TASK TO CARRY OUT :: Reproduce the data in its entirety, exactly as written.

+++++

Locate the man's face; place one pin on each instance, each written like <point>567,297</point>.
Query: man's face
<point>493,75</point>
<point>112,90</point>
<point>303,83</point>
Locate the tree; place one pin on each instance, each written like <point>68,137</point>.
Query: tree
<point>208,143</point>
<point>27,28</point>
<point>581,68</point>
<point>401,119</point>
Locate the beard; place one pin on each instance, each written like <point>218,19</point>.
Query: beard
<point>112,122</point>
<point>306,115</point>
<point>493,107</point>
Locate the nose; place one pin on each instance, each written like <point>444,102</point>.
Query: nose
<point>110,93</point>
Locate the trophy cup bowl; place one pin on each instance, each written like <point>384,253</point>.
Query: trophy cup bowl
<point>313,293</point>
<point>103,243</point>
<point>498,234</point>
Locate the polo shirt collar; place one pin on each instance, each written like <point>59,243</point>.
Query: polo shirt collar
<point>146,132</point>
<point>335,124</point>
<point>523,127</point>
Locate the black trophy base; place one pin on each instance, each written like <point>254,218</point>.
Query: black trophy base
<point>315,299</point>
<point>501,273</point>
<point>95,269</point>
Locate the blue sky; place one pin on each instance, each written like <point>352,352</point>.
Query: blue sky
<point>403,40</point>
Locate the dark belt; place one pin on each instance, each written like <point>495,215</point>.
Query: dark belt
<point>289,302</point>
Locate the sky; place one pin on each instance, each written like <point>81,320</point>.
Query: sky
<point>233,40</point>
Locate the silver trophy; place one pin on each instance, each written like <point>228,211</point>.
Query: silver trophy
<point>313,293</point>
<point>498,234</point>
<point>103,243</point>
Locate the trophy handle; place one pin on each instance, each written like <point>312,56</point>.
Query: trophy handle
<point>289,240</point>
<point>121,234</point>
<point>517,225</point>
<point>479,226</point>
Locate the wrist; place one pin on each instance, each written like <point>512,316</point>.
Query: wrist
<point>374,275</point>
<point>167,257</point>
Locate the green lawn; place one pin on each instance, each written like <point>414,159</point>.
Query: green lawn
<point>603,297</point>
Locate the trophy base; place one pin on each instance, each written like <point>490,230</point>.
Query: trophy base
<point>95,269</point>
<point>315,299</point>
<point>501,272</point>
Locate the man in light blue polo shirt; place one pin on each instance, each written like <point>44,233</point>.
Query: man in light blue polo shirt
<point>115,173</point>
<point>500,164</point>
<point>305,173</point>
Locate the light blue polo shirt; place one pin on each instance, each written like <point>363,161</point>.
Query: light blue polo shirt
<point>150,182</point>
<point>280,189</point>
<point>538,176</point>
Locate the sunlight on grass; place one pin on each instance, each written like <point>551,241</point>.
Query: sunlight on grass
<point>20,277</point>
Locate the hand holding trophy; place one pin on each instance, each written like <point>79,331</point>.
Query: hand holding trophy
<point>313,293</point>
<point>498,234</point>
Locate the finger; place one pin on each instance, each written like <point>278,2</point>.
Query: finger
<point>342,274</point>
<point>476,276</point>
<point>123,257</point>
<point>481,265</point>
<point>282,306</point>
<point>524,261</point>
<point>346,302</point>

+++++

OUTPUT FOR THIS TASK ::
Locate the man's face; place one pin on each instance, each written like <point>567,297</point>.
Query: man's face
<point>493,75</point>
<point>112,90</point>
<point>303,83</point>
Locate the tree; place one pin on each instance, each written like <point>68,137</point>.
Query: tree
<point>208,143</point>
<point>27,28</point>
<point>581,68</point>
<point>401,119</point>
Locate the beard; place one pin on each instance, each written like <point>218,19</point>.
Query: beard
<point>112,122</point>
<point>306,115</point>
<point>493,107</point>
Locate the nose; place one pin on each instance, each written like <point>444,102</point>.
Query: nose
<point>110,93</point>
Locate the trophy cup bowl; place one pin on each instance, each written like <point>384,253</point>.
Query: trophy cup bowl
<point>313,293</point>
<point>103,243</point>
<point>498,234</point>
Locate the polo shirt collar; place one pin on each instance, each written like <point>59,243</point>.
Query: polo shirt collar
<point>146,132</point>
<point>335,124</point>
<point>523,127</point>
Locate the black trophy base; place one pin on each instance, each written like <point>254,218</point>.
Query: black trophy base
<point>315,299</point>
<point>501,273</point>
<point>95,269</point>
Locate the blue sky; place one pin on each instance, each written like <point>352,352</point>.
Query: blue sky
<point>403,40</point>
Locate the dark belt; place one pin on each instance, each written like <point>495,215</point>.
Query: dark belt
<point>289,302</point>
Locate the sky; place one pin on each instance, each written like <point>81,320</point>.
Query: sky
<point>233,40</point>
Locate the silver trophy; place one pin on each instance, each written like <point>228,211</point>.
Query: silver trophy
<point>313,293</point>
<point>498,234</point>
<point>103,243</point>
Locate the trophy handle; place one pin on each instance, each written like <point>312,56</point>.
Query: trophy handle
<point>289,240</point>
<point>121,234</point>
<point>517,225</point>
<point>479,226</point>
Locate the wrist; place one pin on each instance, each written like <point>512,316</point>.
Query: wrist
<point>374,275</point>
<point>167,257</point>
Locate the green lawn; place one pin on each instance, each written like <point>414,159</point>.
Query: green lawn
<point>603,297</point>
Locate the trophy base; place one pin on each instance, each written like <point>490,230</point>.
Query: trophy base
<point>95,269</point>
<point>315,299</point>
<point>501,272</point>
Locate the man in light blue polo shirt; place one pin on each instance, each written like <point>44,233</point>.
Query: man in light blue polo shirt
<point>115,173</point>
<point>500,164</point>
<point>305,173</point>
Locate the light blue polo shirt; place one pin on each instance, each written like <point>363,161</point>.
Query: light blue polo shirt
<point>150,182</point>
<point>280,189</point>
<point>538,176</point>
Locate the sunlight on grass; place one pin on each instance, each written like <point>551,241</point>.
Query: sunlight on grass
<point>20,277</point>
Locate the hand holding trophy; place one pin on each instance, each written like <point>79,331</point>.
Query: hand holding trophy
<point>313,293</point>
<point>498,234</point>
Locate the finger; place one pin on each instance, each written like <point>278,2</point>.
Query: finger
<point>342,274</point>
<point>476,276</point>
<point>123,257</point>
<point>481,265</point>
<point>282,306</point>
<point>524,261</point>
<point>346,302</point>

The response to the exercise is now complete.